■ What is asked ■
Render the records from the line containing "In this picture, where can the flower" through the end of the records as a JSON list of strings, one string per line, leaving out any blank lines.

Data extracted from a collection
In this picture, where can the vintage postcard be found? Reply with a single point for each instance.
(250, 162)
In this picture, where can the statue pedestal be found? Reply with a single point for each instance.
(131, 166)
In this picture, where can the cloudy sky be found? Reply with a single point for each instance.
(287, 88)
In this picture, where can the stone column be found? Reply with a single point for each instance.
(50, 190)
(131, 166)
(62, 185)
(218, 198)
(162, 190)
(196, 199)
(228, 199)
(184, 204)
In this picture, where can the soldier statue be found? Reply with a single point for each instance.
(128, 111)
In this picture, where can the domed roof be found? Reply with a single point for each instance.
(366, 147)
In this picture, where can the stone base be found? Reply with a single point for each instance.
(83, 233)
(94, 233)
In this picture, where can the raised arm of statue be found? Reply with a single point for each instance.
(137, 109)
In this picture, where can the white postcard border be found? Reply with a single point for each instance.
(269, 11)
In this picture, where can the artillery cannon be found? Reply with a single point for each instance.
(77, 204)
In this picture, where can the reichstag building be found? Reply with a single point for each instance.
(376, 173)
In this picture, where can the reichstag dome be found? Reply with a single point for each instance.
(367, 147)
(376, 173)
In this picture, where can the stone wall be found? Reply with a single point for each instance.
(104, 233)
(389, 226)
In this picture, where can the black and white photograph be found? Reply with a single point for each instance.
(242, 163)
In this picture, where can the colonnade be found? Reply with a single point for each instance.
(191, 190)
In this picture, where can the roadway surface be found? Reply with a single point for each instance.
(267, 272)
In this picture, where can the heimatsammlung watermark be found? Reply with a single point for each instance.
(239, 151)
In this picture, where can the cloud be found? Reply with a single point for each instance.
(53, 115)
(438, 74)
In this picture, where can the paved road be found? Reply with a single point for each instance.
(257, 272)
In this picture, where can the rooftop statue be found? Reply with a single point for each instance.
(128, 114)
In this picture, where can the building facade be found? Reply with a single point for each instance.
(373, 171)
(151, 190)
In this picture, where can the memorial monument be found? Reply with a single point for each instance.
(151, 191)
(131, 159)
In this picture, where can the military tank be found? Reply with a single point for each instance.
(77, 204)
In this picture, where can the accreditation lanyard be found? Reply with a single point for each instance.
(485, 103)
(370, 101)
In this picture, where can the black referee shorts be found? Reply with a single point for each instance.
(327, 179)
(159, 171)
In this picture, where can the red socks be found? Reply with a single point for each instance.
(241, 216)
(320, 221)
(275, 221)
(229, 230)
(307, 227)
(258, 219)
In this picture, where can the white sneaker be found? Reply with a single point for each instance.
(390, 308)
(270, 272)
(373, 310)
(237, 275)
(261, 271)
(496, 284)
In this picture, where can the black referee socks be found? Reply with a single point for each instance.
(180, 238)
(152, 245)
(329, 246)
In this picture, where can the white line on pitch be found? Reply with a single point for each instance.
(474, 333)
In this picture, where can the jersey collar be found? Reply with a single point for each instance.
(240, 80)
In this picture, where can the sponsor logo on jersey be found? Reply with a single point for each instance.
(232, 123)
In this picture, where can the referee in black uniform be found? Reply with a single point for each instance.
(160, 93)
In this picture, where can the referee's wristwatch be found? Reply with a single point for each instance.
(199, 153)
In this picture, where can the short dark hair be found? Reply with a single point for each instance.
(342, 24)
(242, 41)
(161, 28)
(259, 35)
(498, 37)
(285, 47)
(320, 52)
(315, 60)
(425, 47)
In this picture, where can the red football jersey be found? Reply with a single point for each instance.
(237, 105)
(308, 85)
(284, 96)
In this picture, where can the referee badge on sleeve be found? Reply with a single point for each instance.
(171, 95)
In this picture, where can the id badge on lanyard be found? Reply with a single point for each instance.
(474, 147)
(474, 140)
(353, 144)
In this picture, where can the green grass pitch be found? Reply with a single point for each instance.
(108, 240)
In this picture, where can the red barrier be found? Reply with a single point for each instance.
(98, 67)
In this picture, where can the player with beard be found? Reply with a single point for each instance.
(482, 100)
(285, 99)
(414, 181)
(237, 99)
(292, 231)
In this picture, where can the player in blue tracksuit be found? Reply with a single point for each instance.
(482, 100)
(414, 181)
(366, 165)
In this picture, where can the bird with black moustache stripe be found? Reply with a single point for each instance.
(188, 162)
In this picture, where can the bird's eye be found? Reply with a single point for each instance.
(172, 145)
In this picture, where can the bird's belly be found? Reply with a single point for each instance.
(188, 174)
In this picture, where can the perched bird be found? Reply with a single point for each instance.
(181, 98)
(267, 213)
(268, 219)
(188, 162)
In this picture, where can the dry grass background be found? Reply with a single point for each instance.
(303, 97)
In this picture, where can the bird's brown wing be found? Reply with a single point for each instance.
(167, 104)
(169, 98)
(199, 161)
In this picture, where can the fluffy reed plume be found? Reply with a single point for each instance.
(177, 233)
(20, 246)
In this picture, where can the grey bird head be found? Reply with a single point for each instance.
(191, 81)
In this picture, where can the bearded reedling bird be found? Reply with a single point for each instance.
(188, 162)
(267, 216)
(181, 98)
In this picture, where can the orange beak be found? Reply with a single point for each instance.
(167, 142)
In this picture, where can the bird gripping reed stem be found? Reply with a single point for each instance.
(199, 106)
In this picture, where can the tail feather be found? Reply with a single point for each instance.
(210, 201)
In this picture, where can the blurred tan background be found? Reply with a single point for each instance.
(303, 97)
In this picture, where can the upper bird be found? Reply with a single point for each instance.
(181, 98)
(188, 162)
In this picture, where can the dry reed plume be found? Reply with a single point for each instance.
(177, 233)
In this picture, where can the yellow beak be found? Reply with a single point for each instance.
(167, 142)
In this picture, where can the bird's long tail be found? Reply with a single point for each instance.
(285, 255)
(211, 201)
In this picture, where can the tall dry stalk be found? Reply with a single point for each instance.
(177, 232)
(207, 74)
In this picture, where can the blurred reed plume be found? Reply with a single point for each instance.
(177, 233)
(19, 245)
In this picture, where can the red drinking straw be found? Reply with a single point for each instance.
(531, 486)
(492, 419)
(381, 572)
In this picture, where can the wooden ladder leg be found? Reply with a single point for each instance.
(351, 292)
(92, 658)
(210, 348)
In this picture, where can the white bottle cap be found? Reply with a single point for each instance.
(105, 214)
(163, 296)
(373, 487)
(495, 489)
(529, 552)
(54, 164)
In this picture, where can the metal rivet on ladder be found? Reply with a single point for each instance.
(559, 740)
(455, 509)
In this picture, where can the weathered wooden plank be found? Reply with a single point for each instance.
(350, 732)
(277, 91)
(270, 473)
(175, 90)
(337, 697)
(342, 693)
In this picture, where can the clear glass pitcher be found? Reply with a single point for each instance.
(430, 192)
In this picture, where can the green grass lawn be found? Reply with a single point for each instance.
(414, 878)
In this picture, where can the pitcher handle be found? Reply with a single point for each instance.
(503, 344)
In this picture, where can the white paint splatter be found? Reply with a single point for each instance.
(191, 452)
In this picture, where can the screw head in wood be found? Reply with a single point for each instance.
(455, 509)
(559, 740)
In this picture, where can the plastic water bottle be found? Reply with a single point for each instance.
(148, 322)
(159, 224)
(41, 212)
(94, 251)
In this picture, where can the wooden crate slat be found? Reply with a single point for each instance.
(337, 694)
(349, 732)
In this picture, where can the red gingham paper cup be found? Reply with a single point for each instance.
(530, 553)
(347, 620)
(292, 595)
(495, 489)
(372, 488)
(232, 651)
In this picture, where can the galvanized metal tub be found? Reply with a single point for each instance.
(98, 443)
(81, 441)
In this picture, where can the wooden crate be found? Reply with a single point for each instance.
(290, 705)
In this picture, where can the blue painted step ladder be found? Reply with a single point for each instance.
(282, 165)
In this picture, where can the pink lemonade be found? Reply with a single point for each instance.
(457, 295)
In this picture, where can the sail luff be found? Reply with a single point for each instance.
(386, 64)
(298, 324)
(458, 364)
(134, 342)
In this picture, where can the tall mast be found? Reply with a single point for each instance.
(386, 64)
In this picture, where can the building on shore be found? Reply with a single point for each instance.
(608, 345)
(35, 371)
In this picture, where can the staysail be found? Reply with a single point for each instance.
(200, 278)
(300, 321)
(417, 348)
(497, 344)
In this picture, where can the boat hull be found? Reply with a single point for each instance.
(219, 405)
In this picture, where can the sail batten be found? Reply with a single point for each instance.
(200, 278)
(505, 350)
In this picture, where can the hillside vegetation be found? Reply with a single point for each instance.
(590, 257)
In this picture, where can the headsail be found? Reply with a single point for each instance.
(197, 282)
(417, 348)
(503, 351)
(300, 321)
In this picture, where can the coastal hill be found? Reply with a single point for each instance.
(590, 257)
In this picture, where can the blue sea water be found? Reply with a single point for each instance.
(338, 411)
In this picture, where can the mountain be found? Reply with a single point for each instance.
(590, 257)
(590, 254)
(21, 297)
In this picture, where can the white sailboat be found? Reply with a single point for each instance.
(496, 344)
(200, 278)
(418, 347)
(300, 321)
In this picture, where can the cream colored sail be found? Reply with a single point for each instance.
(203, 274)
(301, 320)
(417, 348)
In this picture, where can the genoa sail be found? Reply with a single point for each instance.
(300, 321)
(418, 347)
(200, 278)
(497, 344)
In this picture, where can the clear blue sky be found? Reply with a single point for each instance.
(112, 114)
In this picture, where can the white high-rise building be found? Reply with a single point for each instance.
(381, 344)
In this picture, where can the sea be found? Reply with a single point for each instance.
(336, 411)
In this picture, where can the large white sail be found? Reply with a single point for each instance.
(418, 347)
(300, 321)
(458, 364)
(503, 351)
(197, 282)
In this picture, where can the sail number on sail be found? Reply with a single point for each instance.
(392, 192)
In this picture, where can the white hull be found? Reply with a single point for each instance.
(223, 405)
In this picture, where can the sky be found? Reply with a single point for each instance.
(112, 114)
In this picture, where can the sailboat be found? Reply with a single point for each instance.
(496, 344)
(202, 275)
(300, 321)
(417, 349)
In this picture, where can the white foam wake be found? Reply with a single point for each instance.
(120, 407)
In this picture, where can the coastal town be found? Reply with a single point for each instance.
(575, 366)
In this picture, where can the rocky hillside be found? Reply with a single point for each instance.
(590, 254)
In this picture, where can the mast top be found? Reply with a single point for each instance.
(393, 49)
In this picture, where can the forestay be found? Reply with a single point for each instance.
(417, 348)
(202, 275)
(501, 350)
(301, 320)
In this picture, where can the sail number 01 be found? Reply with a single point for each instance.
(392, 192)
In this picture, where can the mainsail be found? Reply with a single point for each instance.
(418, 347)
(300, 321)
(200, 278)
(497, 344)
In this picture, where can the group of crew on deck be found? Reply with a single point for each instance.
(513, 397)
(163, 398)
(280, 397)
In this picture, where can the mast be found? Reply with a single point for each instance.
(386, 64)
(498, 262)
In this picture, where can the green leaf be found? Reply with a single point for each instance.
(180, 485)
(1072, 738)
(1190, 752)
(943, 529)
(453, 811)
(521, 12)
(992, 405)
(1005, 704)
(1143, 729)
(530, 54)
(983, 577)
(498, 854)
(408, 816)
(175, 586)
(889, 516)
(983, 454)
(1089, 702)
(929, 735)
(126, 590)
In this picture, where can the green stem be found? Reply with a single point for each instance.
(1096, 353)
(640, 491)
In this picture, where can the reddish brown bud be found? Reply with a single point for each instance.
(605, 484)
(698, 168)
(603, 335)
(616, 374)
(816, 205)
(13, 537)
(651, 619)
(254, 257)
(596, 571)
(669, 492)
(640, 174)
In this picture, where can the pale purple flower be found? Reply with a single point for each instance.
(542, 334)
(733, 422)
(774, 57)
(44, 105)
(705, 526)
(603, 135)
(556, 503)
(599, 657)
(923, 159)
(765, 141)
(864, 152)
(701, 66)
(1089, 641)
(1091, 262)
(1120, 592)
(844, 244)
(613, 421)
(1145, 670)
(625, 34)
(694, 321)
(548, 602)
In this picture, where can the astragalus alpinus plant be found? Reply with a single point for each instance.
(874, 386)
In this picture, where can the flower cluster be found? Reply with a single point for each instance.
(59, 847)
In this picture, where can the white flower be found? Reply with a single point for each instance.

■ Task result ■
[
  "In this picture, where can the flower cluster be found? Reply with a single point for each instance.",
  "(59, 847)",
  "In this picture, where can the white flower be found? Reply with a single point for each instance."
]